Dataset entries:
──────────────────────────────
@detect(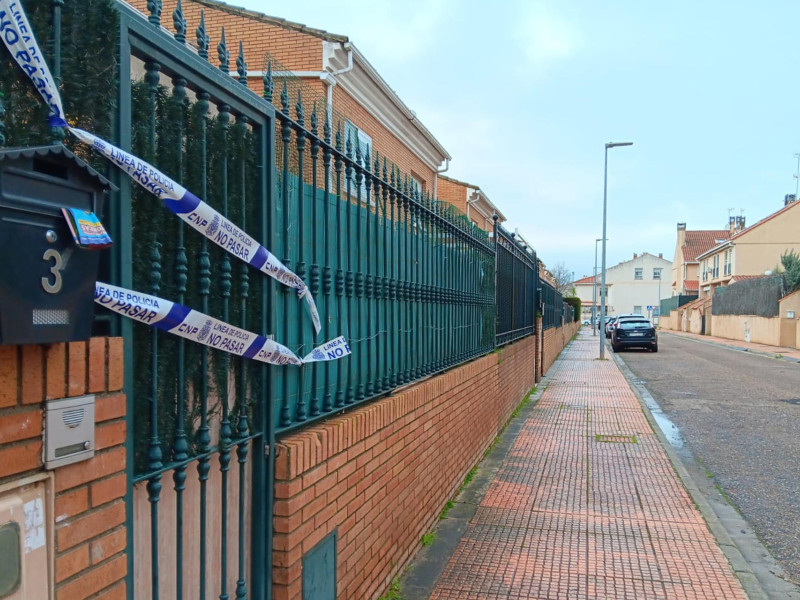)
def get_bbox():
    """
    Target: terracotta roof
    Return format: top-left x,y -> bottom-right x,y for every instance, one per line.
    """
574,275 -> 596,285
731,200 -> 800,240
681,230 -> 731,262
683,279 -> 699,291
729,274 -> 768,283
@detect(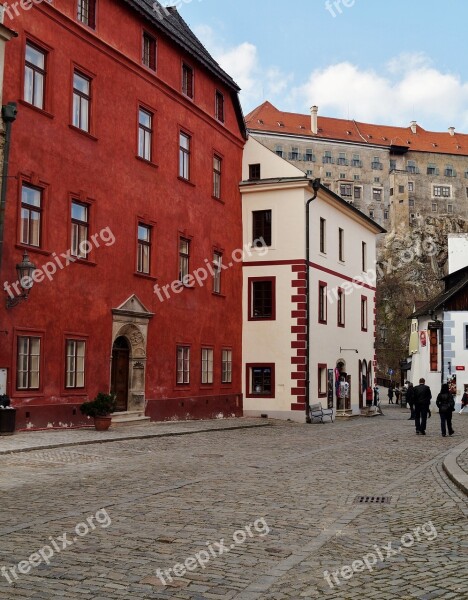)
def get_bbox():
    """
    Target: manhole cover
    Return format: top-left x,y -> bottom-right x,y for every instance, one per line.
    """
354,495 -> 392,505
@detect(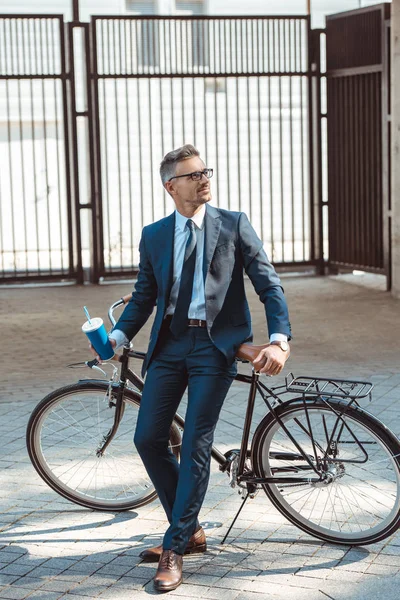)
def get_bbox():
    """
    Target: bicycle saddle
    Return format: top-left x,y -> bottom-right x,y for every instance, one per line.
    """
236,343 -> 271,363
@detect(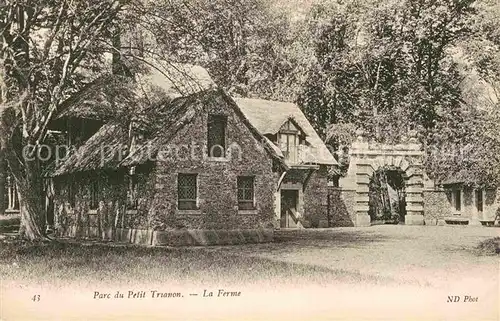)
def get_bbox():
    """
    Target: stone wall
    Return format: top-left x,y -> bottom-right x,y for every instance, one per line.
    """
463,187 -> 475,220
423,188 -> 450,225
424,186 -> 499,225
328,187 -> 356,227
303,166 -> 329,227
483,188 -> 499,221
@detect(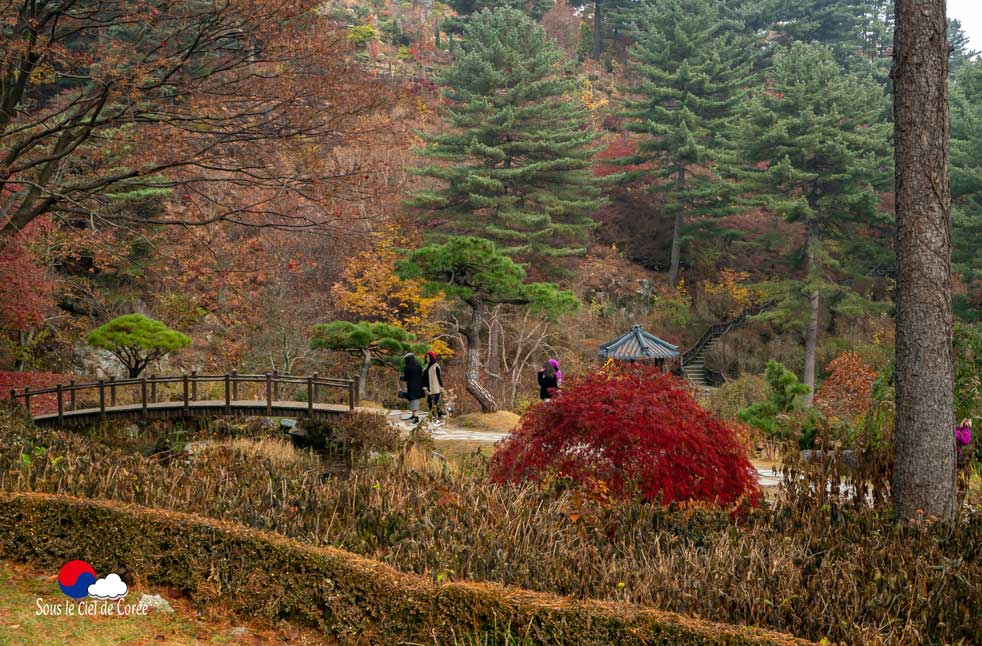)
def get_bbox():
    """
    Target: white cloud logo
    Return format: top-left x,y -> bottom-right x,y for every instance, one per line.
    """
87,573 -> 128,600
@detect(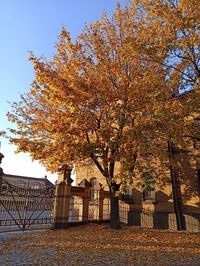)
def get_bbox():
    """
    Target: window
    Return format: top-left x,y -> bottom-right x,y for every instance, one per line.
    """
141,172 -> 155,202
90,177 -> 98,202
142,187 -> 155,201
90,177 -> 98,187
126,184 -> 133,196
16,180 -> 25,188
32,183 -> 40,189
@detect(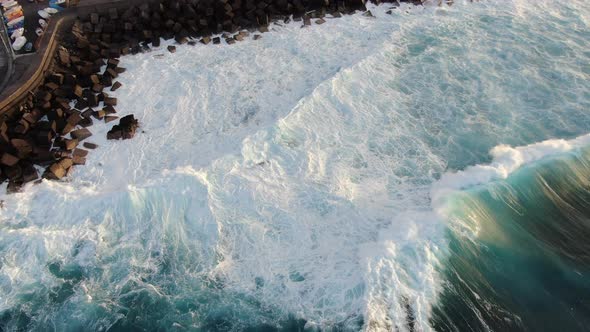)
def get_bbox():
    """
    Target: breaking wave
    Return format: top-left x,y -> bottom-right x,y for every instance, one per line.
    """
0,0 -> 589,330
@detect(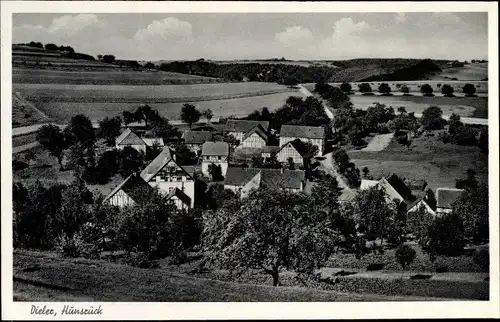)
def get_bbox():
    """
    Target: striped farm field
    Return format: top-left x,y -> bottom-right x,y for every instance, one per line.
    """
13,68 -> 220,85
13,83 -> 298,123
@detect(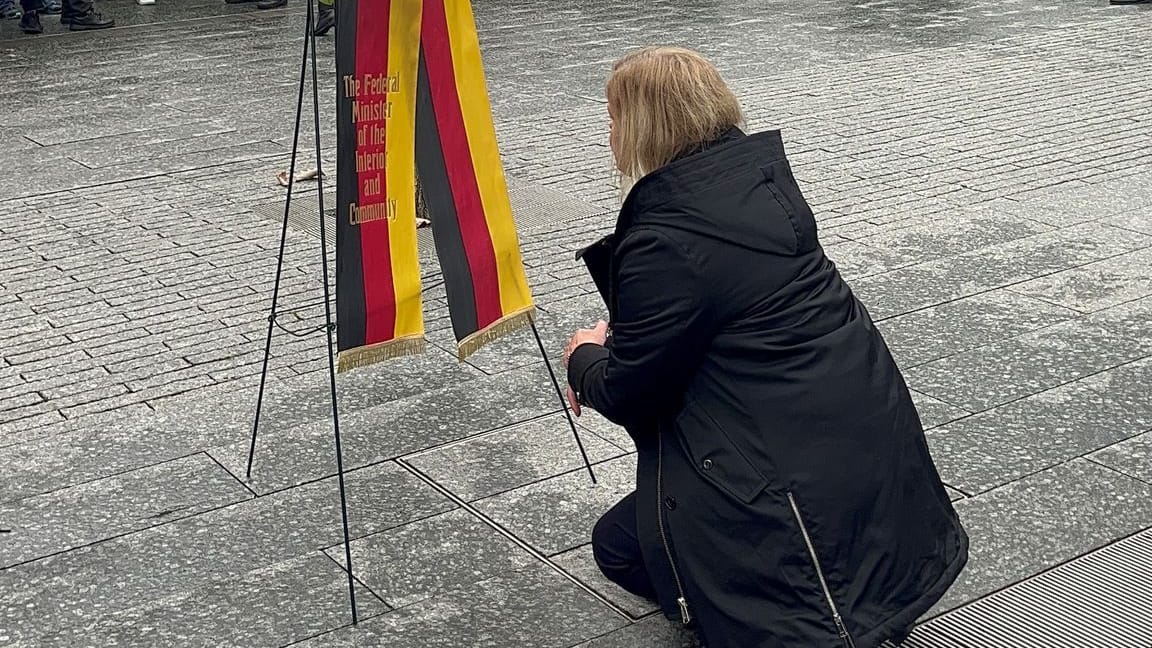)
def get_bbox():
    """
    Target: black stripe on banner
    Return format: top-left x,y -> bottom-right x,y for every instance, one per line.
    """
415,45 -> 480,341
334,0 -> 366,353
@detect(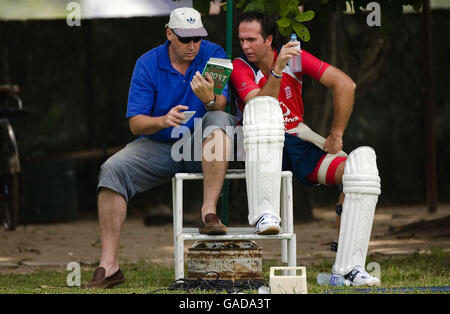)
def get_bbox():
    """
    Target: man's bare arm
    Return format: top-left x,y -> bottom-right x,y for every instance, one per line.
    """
319,65 -> 356,154
244,42 -> 301,103
129,104 -> 188,135
243,74 -> 282,103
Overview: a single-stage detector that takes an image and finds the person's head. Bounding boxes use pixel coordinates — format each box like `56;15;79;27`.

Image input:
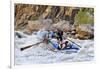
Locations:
65;41;68;45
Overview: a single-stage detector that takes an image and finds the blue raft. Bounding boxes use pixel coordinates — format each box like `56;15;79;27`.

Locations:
49;40;80;51
64;43;79;50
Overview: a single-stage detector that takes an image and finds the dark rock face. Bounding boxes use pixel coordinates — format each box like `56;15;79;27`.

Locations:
15;31;27;38
70;9;79;24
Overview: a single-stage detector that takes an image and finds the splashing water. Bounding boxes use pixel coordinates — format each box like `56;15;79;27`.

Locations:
14;31;94;65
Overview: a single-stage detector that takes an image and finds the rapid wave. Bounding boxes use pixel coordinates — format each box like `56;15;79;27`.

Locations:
14;31;94;65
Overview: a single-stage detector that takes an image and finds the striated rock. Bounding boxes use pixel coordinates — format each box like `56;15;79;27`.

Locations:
15;14;29;30
15;4;80;30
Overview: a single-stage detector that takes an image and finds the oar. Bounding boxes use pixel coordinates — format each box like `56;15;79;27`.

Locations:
66;38;82;48
20;41;43;51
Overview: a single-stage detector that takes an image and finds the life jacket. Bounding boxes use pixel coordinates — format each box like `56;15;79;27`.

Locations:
49;31;57;38
48;39;59;49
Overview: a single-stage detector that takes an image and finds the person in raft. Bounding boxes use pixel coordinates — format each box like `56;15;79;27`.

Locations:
48;28;69;50
37;28;79;51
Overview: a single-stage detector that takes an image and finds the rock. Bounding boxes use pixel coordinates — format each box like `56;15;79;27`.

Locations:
15;4;80;30
15;13;31;30
14;4;94;39
75;24;94;39
15;31;28;38
25;19;52;34
41;19;53;24
52;20;71;32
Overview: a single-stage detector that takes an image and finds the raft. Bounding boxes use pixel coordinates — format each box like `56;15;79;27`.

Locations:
49;39;80;51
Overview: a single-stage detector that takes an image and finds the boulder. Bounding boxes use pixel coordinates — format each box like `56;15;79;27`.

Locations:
25;19;52;34
75;24;94;39
52;20;71;32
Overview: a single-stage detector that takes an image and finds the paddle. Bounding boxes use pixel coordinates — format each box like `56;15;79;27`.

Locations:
66;38;82;48
20;41;43;51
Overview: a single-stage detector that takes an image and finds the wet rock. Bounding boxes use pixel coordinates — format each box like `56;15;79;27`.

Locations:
75;24;94;40
15;31;28;38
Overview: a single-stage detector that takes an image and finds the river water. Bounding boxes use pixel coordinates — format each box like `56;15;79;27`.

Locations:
14;31;94;65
──────────────────────────────
What the exercise asks
Tally how many lines of the data include the word "wave". Write the number and nothing else.

Task response
2